> [Instructions for the task]: A verbatim copy of the full data, with no pictures, is the expected answer.

> [Natural-language object grounding data]:
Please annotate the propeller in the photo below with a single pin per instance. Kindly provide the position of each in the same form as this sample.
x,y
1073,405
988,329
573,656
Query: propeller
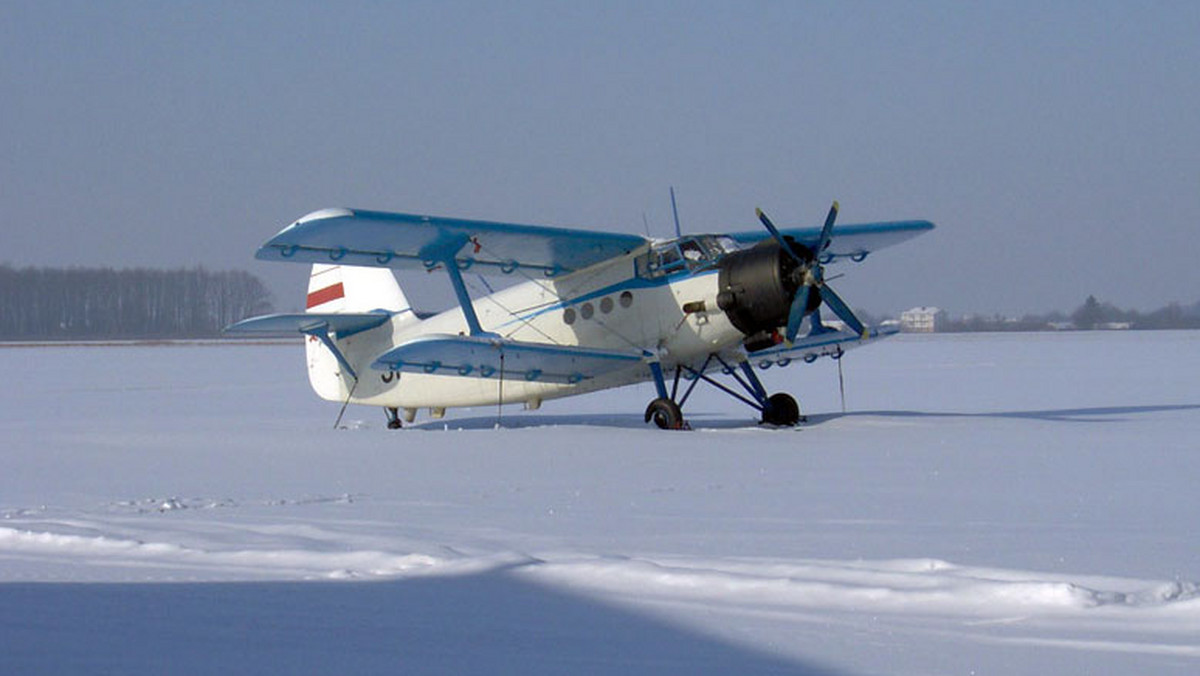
x,y
811,275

> [Exercise output]:
Please annotate the propeller in the photo below with a single pin per instance. Kindly provide the position of each in the same form as this sample.
x,y
1073,405
988,329
573,656
Query: propeller
x,y
811,275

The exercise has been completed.